GIVEN TASK 1 —
Print the records that follow the display panel claims, keeping every line the same.

2. The display panel according to claim 1, wherein the plurality of
the touch electrodes are radially distributed around the geometric
center of the touch electrode layer and expanded outwardly from the
geometric center.
3. The display panel according to claim 1, wherein the touch
electrode layer is circular, and each of the plurality of the touch
electrodes has a fan-shape.
4. The display panel according to claim 1, wherein each of the
plurality of the touch electrodes has a same shape and a same
area.
5. The display panel according to claim 1, wherein a terminal is
disposed at an outer edge of each of the touch electrodes and the
terminal is configured to connect to a wire.
6. The display panel according to claim 5, wherein the wire
surrounds a periphery of the touch electrode layer and is connected
with a touch driving unit.
7. The display panel according to claim 1, wherein there is a gap
between every adjacent two of the touch electrodes.
8. The display panel according to claim 1, further comprising: a
first electrode layer on a base substrate; an organic
light-emitting layer on the first electrode layer; and a second
electrode layer on the organic light-emitting layer.
9. The display panel according to claim 8, wherein the second
electrode layer and the touch electrode layer are the same
electrode layer.
10. The display panel according to claim 8, wherein the second
electrode layer is on a side of the first electrode layer away from
the base substrate.
11. The display panel according to claim 8, wherein the first
electrode layer is an anode of the display panel and the second
electrode layer is a cathode of the display panel.

INPUT RECORDS —
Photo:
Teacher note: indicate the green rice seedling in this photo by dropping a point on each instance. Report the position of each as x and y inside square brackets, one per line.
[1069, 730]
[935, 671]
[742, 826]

GIVEN TASK 2 —
Output the display panel claims in full, word for word.

PROBLEM SOLUTION 1 —
Photo:
Teacher note: indicate the green rice seedling in this photo by dropping a point on each instance. Report the position of each as x and y inside square brackets, one per line.
[1069, 730]
[935, 671]
[742, 826]

PROBLEM SOLUTION 2 —
2. The display panel according to claim 1, wherein the plurality of
the touch electrodes are radially distributed around the geometric
center of the touch electrode layer and expanded outwardly from the
geometric center.
3. The display panel according to claim 1, wherein the touch
electrode layer is circular, and each of the plurality of the touch
electrodes has a fan-shape.
4. The display panel according to claim 1, wherein each of the
plurality of the touch electrodes has a same shape and a same
area.
5. The display panel according to claim 1, wherein a terminal is
disposed at an outer edge of each of the touch electrodes and the
terminal is configured to connect to a wire.
6. The display panel according to claim 5, wherein the wire
surrounds a periphery of the touch electrode layer and is connected
with a touch driving unit.
7. The display panel according to claim 1, wherein there is a gap
between every adjacent two of the touch electrodes.
8. The display panel according to claim 1, further comprising: a
first electrode layer on a base substrate; an organic
light-emitting layer on the first electrode layer; and a second
electrode layer on the organic light-emitting layer.
9. The display panel according to claim 8, wherein the second
electrode layer and the touch electrode layer are the same
electrode layer.
10. The display panel according to claim 8, wherein the second
electrode layer is on a side of the first electrode layer away from
the base substrate.
11. The display panel according to claim 8, wherein the first
electrode layer is an anode of the display panel and the second
electrode layer is a cathode of the display panel.